-- TEXT FOR ANALYSIS follows --

The Filth, explains the woman, who introduces herself as Miami Nil, exist to enforce Status Q: “the way it is.” They take on the jobs too bizarre or grotesque for normal authorities, to “stop the world’s backyard from stinking.” Their latest quarry is a “rogue parapersona” named Spartacus Hughes — “educated at Eton, Magdalen College, Oxford Honors Graduate, superb marksman, martial arts expert, sex god.”

Hughes, it seems, is the antithesis of Descartes’s vision of the self. There is no metaphysical “Spartacus Hughes,” no ghost in that machine. Instead, there is “Spartacus Hughes,” personality-as-virus, infecting host bodies with his deranged identity. The bodies change, but Hughes remains the same smug, psychotic hedonist. He’s gone AWOL from The Filth; it’s Ned’s job to bring him in.

Ned, though, can’t quite shake Greg Feely, a parapersona engineered to give him some time off. “‘Identity bends,’ they call it,” quips Miami Nil. Ned/Greg can’t help feeling that he’s in over his head as he encounters the world’s most decadent billionaire, a murderer who kills with time, giant killer sperm over Beverly Hills, and a real-life superhero whose thoughts congeal in a balloon above his head. Meanwhile, Hughes is infecting more bodies, causing more chaos, and finally, it seems, trying to tell Ned something.

-- TEXT FOR ANALYSIS concluded --
-- AVAILABLE DATA follows --

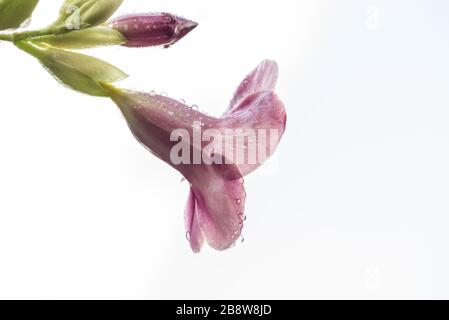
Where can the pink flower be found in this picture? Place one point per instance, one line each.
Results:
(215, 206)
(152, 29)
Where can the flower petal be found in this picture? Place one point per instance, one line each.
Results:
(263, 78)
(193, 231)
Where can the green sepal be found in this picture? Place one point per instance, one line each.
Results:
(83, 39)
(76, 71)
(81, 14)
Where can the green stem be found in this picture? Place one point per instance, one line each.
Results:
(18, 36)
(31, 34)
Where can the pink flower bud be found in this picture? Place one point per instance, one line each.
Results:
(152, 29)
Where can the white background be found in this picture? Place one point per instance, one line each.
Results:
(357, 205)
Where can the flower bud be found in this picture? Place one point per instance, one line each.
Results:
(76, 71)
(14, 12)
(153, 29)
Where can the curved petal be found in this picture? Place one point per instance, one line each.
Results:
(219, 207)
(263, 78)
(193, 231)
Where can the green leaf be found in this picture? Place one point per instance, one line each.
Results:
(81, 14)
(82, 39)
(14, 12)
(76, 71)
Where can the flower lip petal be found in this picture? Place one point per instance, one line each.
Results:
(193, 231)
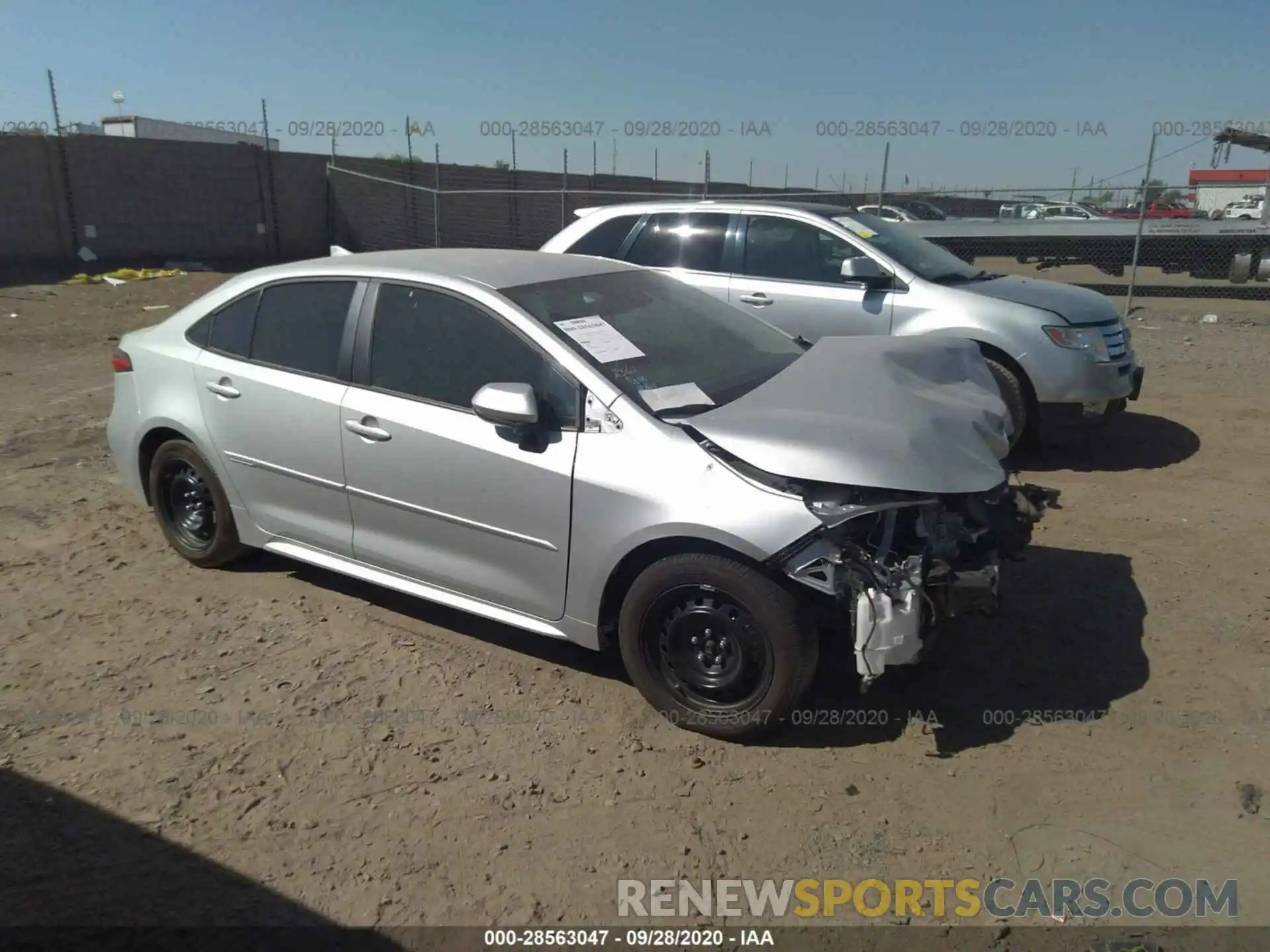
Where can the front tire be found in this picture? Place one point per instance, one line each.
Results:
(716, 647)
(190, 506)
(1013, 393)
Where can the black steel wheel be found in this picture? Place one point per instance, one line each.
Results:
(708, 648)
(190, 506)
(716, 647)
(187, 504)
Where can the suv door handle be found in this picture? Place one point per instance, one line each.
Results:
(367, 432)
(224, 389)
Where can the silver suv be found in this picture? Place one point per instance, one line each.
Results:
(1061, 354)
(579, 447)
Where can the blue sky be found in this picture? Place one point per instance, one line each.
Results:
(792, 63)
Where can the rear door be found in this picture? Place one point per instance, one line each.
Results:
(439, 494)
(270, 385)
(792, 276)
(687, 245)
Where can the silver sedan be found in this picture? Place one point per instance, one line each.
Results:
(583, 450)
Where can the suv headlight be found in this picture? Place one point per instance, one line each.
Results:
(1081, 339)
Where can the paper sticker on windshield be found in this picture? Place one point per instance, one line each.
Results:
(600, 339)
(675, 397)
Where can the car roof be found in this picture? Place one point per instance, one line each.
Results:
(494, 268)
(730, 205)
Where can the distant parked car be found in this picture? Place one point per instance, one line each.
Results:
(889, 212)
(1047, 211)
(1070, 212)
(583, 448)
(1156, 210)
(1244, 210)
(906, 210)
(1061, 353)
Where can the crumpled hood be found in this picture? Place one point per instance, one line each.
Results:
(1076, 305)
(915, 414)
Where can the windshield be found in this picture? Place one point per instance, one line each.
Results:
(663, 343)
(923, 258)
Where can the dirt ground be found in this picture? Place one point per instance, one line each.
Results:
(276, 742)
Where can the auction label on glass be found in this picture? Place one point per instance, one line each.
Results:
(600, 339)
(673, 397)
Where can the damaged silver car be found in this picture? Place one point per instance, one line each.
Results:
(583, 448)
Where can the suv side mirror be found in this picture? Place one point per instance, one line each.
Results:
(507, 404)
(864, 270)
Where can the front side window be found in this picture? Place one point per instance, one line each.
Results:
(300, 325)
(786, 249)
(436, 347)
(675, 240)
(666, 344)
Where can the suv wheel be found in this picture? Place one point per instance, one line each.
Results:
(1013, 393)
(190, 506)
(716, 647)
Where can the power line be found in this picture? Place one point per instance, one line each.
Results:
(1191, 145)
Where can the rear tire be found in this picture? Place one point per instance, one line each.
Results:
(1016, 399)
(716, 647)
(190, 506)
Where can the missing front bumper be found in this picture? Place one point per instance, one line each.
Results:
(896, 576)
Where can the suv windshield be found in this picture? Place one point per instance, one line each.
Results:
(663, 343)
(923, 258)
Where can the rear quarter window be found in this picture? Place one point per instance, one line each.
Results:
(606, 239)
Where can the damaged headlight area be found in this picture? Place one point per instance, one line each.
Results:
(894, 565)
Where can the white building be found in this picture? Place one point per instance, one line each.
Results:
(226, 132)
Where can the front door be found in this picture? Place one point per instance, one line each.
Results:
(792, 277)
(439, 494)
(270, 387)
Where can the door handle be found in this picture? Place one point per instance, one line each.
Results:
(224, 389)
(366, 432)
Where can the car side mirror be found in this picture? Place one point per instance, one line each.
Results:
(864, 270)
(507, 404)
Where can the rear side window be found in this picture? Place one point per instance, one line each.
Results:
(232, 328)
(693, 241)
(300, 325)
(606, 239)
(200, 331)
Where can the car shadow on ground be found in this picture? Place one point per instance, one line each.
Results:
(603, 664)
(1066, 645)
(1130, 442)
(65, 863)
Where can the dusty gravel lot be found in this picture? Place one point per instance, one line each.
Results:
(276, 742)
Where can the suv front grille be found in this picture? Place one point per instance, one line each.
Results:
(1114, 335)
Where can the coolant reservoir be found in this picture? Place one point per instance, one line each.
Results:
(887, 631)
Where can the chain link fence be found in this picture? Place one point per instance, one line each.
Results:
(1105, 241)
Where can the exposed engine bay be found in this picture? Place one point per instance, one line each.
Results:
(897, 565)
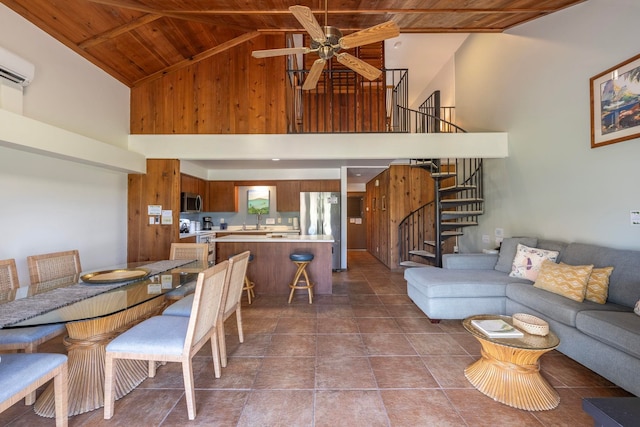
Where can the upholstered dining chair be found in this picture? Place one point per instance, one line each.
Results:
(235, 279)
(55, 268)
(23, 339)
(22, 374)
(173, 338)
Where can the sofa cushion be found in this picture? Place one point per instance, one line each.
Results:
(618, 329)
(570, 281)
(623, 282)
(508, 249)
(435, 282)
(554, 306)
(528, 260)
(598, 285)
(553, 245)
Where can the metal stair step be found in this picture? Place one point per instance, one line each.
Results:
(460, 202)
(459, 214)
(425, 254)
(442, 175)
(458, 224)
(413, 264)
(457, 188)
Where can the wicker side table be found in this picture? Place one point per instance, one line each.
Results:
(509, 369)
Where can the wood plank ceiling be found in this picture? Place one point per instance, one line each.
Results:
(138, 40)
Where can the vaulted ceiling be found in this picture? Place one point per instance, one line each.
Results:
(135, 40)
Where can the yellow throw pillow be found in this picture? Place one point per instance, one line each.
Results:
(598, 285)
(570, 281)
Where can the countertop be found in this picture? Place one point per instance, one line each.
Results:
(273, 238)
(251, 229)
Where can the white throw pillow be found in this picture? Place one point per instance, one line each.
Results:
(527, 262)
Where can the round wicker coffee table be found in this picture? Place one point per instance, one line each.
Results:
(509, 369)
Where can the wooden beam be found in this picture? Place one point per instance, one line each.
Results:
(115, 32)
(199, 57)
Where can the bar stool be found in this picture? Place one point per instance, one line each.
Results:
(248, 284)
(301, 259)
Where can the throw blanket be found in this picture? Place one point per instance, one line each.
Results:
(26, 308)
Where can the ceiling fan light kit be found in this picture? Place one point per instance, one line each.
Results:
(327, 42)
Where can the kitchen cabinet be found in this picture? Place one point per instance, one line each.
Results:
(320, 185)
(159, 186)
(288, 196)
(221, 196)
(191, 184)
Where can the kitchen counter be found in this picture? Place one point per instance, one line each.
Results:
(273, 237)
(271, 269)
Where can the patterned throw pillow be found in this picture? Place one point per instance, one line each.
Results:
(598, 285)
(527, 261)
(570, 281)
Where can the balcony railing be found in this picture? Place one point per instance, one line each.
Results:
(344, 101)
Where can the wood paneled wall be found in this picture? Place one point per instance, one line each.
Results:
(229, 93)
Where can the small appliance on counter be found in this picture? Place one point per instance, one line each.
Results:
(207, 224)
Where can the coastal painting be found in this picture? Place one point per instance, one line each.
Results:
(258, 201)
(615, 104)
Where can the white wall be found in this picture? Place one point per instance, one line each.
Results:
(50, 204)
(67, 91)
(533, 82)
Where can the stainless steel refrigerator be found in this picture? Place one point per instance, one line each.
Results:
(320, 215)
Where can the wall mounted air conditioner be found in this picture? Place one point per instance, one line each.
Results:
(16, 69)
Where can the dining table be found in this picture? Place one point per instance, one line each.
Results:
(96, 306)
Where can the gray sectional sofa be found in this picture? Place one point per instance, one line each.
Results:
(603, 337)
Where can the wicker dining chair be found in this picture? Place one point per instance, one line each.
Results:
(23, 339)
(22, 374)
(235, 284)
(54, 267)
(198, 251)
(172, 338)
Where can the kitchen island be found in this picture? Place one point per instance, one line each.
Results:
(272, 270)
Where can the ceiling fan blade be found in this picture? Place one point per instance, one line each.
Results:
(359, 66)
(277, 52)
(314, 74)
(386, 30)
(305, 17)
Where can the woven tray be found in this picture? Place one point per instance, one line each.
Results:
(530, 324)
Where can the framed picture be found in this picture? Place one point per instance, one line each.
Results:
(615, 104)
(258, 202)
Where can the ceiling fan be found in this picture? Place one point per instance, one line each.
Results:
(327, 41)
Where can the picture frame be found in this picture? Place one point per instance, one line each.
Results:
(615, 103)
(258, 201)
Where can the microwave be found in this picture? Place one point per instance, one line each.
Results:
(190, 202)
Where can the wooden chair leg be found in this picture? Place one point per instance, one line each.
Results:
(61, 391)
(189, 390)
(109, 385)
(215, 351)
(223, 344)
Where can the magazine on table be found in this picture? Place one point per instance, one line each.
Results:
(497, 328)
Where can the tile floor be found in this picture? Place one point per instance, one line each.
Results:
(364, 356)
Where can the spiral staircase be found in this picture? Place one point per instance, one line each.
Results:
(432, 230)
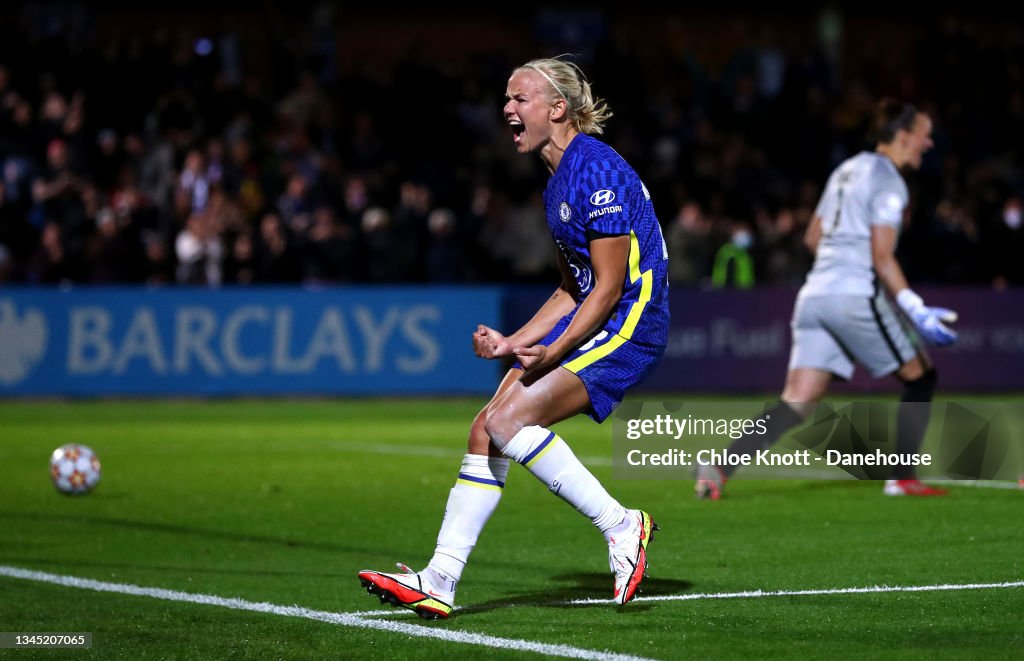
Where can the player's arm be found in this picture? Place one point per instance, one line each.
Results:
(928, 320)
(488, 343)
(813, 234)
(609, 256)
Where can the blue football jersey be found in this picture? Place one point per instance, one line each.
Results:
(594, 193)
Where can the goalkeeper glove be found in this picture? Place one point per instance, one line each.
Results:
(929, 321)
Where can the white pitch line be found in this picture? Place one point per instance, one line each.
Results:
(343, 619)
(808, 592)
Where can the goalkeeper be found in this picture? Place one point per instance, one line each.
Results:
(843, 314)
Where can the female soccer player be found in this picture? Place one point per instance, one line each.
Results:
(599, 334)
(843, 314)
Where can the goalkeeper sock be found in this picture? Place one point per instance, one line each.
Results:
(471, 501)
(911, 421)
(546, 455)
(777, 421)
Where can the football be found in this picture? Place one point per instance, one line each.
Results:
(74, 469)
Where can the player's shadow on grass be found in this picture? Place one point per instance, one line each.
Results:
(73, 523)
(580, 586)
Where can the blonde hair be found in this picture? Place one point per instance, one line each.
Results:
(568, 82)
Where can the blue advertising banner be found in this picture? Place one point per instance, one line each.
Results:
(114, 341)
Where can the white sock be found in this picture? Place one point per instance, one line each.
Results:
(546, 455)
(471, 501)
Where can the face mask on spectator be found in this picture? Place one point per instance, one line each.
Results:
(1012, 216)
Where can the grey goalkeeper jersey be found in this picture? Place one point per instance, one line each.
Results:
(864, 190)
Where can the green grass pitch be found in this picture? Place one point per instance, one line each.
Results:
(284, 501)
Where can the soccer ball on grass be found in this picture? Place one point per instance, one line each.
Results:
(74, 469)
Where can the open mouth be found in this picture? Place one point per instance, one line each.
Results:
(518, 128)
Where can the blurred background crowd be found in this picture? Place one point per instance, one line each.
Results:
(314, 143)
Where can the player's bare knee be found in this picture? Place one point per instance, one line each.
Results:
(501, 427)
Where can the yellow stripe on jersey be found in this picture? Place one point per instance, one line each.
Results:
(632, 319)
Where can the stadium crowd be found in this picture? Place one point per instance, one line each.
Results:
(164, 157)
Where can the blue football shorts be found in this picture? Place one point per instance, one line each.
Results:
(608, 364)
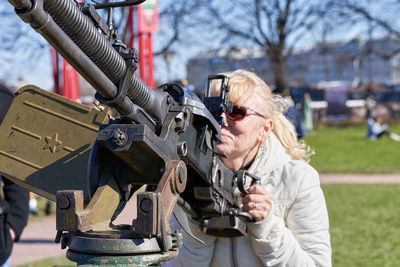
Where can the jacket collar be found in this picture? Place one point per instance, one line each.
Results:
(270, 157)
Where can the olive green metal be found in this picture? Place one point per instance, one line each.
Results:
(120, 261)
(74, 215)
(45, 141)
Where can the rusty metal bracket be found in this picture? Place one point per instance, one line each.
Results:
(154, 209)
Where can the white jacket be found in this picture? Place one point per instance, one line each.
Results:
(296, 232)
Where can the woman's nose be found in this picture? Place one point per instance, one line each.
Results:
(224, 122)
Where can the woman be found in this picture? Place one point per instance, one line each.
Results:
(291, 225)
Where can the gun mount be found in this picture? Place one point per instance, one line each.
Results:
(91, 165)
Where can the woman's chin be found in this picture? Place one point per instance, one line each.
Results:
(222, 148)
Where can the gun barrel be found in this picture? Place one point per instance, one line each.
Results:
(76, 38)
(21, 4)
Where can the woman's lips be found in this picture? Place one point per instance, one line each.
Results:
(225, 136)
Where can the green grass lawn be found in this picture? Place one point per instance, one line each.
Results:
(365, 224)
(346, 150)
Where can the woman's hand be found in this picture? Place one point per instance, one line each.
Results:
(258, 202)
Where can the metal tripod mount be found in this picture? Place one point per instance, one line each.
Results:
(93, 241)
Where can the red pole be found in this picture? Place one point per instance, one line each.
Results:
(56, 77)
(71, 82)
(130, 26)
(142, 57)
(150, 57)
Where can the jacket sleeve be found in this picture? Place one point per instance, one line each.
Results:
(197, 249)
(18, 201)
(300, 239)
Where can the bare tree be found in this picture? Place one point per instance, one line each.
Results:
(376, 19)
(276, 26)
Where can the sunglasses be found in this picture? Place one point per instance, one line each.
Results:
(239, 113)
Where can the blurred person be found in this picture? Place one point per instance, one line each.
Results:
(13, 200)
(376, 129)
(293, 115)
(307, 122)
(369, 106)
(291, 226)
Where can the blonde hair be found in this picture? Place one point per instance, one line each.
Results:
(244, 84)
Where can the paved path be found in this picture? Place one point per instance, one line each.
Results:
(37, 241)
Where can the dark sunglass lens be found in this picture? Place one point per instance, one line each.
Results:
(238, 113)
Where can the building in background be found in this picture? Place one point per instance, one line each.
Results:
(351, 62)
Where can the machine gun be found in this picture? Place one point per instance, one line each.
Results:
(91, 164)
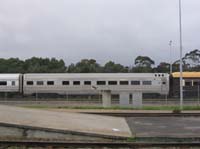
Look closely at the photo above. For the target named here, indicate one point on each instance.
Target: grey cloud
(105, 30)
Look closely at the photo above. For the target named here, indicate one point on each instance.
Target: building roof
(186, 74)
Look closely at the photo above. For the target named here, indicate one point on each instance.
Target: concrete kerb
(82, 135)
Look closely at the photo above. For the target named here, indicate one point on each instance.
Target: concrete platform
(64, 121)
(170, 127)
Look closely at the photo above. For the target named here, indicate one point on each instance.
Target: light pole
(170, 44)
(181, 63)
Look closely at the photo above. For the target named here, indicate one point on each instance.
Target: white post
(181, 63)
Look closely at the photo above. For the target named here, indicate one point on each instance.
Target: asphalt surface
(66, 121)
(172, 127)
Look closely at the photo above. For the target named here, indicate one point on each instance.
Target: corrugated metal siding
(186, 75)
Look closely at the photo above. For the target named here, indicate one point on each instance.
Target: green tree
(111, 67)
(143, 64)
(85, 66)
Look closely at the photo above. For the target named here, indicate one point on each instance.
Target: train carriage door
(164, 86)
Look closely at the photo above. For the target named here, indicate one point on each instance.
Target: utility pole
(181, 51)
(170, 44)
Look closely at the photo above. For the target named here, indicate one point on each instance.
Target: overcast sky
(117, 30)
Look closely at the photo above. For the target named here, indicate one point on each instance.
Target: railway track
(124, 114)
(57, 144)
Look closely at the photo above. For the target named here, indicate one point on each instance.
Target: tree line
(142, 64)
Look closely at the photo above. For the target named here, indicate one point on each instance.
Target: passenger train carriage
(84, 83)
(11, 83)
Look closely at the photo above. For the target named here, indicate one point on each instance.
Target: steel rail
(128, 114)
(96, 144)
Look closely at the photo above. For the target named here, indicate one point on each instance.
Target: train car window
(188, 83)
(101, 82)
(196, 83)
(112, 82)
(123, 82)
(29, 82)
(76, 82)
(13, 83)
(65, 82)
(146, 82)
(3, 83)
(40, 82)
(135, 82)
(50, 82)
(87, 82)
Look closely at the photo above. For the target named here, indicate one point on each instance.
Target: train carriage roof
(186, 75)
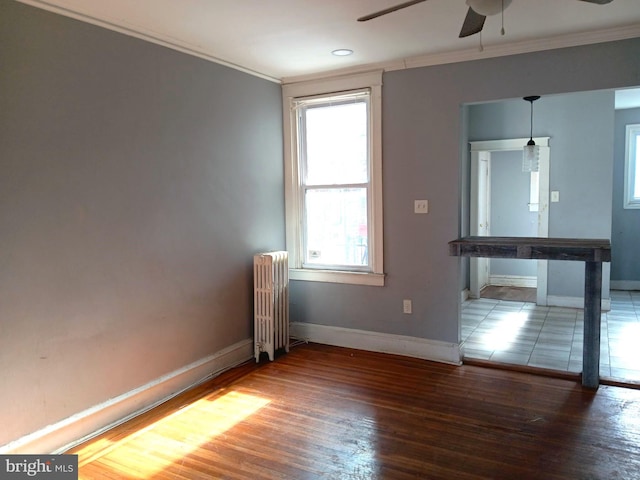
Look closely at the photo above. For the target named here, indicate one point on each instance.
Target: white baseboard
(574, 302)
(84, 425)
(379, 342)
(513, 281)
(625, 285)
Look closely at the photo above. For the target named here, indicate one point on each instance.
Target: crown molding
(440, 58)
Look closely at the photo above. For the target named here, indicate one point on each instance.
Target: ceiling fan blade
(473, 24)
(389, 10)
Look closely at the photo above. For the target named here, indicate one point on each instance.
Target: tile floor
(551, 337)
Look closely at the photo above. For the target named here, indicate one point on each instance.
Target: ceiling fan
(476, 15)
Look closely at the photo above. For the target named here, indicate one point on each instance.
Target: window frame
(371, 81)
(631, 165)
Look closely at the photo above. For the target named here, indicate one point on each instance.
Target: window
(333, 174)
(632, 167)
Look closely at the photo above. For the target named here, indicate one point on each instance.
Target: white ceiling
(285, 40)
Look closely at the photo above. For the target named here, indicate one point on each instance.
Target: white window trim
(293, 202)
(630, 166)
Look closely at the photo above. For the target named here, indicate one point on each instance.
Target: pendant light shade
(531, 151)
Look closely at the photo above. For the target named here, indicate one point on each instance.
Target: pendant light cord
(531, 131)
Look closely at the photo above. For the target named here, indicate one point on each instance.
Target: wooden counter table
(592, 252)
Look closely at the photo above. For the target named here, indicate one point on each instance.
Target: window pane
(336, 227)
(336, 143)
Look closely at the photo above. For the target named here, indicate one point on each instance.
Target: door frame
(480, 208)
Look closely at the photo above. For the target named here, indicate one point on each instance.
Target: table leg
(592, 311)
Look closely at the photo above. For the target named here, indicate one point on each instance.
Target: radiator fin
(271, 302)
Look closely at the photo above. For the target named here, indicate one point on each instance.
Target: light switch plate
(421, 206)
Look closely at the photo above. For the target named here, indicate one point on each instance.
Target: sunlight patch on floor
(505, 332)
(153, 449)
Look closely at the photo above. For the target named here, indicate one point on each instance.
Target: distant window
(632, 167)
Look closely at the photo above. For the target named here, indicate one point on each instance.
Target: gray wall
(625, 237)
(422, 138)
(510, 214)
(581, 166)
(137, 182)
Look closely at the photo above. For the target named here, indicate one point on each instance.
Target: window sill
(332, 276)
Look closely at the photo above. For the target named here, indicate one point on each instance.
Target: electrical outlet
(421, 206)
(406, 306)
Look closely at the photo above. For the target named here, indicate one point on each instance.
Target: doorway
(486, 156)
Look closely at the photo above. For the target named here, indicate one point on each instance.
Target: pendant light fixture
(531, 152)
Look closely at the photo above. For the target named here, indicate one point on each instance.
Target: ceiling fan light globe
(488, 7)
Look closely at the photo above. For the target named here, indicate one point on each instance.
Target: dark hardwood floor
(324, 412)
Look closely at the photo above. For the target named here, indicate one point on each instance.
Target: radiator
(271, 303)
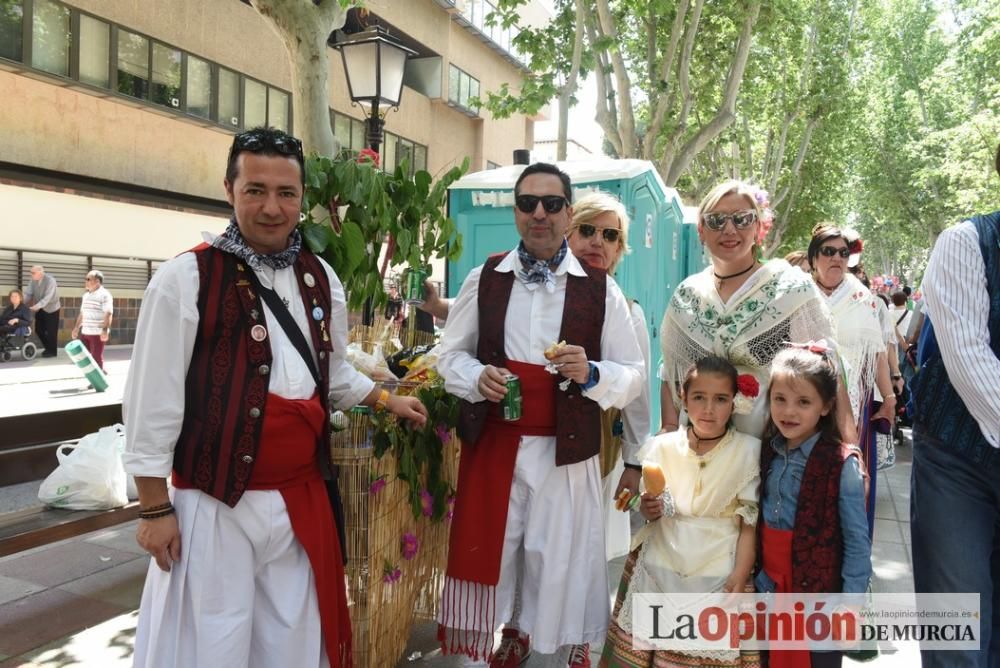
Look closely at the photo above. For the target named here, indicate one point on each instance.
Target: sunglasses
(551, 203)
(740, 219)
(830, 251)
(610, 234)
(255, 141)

-- AVAILABLE DATA concluded --

# EXERCISE 1
Copy the passage about The Filth from "The Filth, explains" to "bring him in.", switching "Hughes" to "Hale".
# EXERCISE 2
According to the passage about The Filth, what does The Filth exist to enforce?
# EXERCISE 3
List everything Ned/Greg encounters, according to the passage about The Filth.
The entries stand apart from the passage about The Filth and are separate material.

# EXPECTED OUTPUT 1
The Filth, explains the woman, who introduces herself as Miami Nil, exist to enforce Status Q: “the way it is.” They take on the jobs too bizarre or grotesque for normal authorities, to “stop the world’s backyard from stinking.” Their latest quarry is a “rogue parapersona” named Spartacus Hale — “educated at Eton, Magdalen College, Oxford Honors Graduate, superb marksman, martial arts expert, sex god.”

Hale, it seems, is the antithesis of Descartes’s vision of the self. There is no metaphysical “Spartacus Hale,” no ghost in that machine. Instead, there is “Spartacus Hale,” personality-as-virus, infecting host bodies with his deranged identity. The bodies change, but Hale remains the same smug, psychotic hedonist. He’s gone AWOL from The Filth; it’s Ned’s job to bring him in.

# EXPECTED OUTPUT 2
Status Q, "the way it is."

# EXPECTED OUTPUT 3
- the world's most decadent billionaire
- a murderer who kills with time
- giant killer sperm over Beverly Hills
- a real-life superhero whose thoughts congeal in a balloon above his head